--- Start of Data to use ---

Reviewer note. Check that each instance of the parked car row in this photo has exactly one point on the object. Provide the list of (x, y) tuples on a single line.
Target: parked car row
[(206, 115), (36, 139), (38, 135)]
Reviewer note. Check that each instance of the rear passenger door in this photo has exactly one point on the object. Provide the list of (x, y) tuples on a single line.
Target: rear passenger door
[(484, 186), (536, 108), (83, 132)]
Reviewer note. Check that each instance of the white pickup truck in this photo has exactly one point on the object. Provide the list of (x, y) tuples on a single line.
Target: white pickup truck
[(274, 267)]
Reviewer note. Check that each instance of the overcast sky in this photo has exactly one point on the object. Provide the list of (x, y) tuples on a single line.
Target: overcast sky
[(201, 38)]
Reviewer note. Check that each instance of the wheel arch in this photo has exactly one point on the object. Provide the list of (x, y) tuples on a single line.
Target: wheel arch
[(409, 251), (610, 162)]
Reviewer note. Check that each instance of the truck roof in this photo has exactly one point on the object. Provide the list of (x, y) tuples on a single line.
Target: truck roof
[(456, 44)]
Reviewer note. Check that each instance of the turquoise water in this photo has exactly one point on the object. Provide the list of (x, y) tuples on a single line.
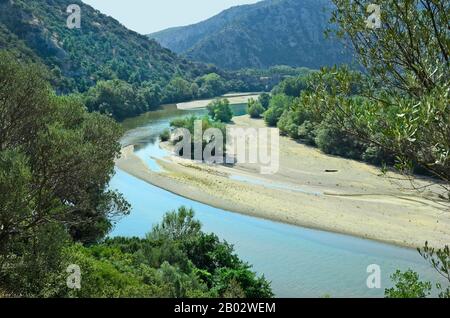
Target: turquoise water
[(300, 262)]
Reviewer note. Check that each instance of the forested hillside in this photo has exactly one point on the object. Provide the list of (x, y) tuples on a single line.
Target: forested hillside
[(272, 32), (102, 49)]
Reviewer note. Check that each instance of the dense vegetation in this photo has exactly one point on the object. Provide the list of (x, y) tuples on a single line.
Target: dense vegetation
[(397, 110), (220, 110), (117, 71), (56, 160), (216, 147), (290, 109), (268, 33)]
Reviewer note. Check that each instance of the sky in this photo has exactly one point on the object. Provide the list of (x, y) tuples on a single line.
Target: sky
[(147, 16)]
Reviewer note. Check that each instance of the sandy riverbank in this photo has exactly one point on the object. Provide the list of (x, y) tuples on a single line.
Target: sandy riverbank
[(354, 200), (238, 98)]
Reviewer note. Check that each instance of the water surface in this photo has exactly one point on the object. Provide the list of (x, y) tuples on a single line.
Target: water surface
[(300, 262)]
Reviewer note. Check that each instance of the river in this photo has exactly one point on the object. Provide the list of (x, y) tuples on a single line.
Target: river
[(299, 262)]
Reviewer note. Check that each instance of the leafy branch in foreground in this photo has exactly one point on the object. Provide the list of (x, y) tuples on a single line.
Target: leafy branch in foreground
[(408, 285)]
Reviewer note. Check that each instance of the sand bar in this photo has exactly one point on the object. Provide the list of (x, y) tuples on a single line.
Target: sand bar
[(355, 199)]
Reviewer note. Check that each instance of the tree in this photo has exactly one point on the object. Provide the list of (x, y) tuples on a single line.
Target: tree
[(408, 285), (56, 161), (220, 110), (278, 104), (177, 225), (264, 100), (211, 85), (254, 108), (407, 59)]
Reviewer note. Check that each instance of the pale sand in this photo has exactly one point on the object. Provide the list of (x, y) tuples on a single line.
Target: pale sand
[(238, 98), (356, 200)]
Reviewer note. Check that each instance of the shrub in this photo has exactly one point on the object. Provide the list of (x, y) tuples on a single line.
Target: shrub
[(220, 110), (165, 135), (254, 108)]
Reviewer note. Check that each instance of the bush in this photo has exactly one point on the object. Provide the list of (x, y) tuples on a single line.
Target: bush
[(334, 141), (165, 135), (254, 108), (408, 285), (220, 110), (278, 104), (307, 132), (264, 100)]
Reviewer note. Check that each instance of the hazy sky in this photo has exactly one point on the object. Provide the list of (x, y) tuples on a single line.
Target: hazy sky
[(147, 16)]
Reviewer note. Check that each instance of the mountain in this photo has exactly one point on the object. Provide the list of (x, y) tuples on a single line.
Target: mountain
[(271, 32), (101, 49)]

--- End of Data to use ---

Exercise aim:
Rewrite every row above with each "photo" swapped for "image" and nothing else changed. Omit the pictures.

Task output:
Reviewer note. Check that each instance of the parked car row in this image has exactly one point on the object. Provide the list of (x, y) tuples on a single line.
Target: parked car row
[(206, 115), (36, 139), (38, 135)]
Reviewer note. Check that each instance of the rear passenger door in this image has exactly one point on the object. Provide the list of (x, y) tuples on a single line.
Target: rear passenger door
[(484, 186), (536, 108), (83, 132)]
Reviewer note. Check that each instance of the white pickup truck in this image has exactly one point on the object. Provide the list of (x, y) tuples on a single line.
Target: white pickup truck
[(274, 267)]
Reviewer note. Check that each instance of the overcast sky in this image has exactly one point on the object. Provide the list of (x, y) tuples on a single line.
Target: overcast sky
[(201, 38)]
Reviewer note. Check that each instance of the wheel arch in this image has exactly one point on the object. Provide the list of (x, y) tuples on a single line.
Target: wheel arch
[(409, 251), (610, 162)]
Reviewer note. Check that each instance of the truck roof in this image has exactly one point on the object. Provide the list of (x, y) tuples on a single line.
Target: truck roof
[(456, 44)]
Reviewer note. Check that each instance of the turquoise water in this image has exactly one point on the object. Provide the list of (x, y) tuples on a single line.
Target: turquoise water
[(300, 262)]
Reviewer note. Check that each instance of the forested hillside in this image has exactly one point on the object. Provide the list of (x, y) tuples on a single line.
Target: forested hillside
[(272, 32), (102, 49)]
Reviewer note. Check that each instance of the dense vegetation in this image has exactly one point on the object. Provide the list of (x, y) tuples on a single line.
Target: dense vegetation
[(397, 110), (220, 110), (117, 71), (56, 160), (216, 147), (290, 109), (268, 33)]
Reviewer note. Check that each instance of the sky in this image has exactly one point on the object. Provide the list of (x, y) tuples on a single line.
Target: sky
[(147, 16)]
Reviewer note. Check that each instance of the sandy riverbank in this image has exactly one point on the object. Provide the list of (x, y) tuples on a single line.
Target: sandy riverbank
[(354, 200), (238, 98)]
Reviewer note. Check that each instance of the water surface in this image has exactly one point on the object. Provide the list of (x, y) tuples on a single line.
Target: water surface
[(300, 262)]
Reviewer note. Check that each instance of the river in this image has exactly one point on the object. Provide the list of (x, y) tuples on a single line.
Target: river
[(299, 262)]
Reviewer note. Check that each instance of the leafy branch in foreground in this image has exactly one point on the object. Provide the list of (x, y) tuples on a single line.
Target: leafy branch in foreground
[(408, 285)]
Reviewer note. Check that each instance of the sand bar in this image has exactly one point on the object. Provide the list of (x, y) tuples on a single line.
Target: sand bar
[(355, 199)]
Reviewer note. Check that each instance of the tree in this image has exactly one point on the object. Provide the list of (x, y) tuples on a single line.
Target: tree
[(408, 285), (56, 161), (220, 110), (278, 104), (177, 225), (264, 100), (211, 85), (254, 108), (407, 59)]
Reviewer note. Check that each instance of the pale sand in this image has exactly one point on the object. Provide the list of (x, y) tuples on a single line.
Target: pale sand
[(238, 98), (356, 200)]
Reviewer note. Check that each instance of the shrub in this image has exactly one point on the object. Provide the list of (x, y) tuples on a single line.
Target: shrub
[(220, 110), (165, 135), (254, 108)]
Reviewer note. Check that each instance of the bush in this image has exactly one point on the object. Provide the list of (x, y) tuples on a single line.
Target: bush
[(334, 141), (165, 135), (254, 108), (408, 285), (220, 110), (278, 104), (307, 132), (264, 100)]
Reviewer note. Check that each instance of the hazy sky in this image has exactly one point on the object. Provide the list of (x, y) tuples on a single line.
Target: hazy sky
[(147, 16)]
Reviewer note. Check that each instance of the mountain in this image has exactly one point on the object. Provide the list of (x, y) tuples on a single line.
Target: mountain
[(271, 32), (101, 49)]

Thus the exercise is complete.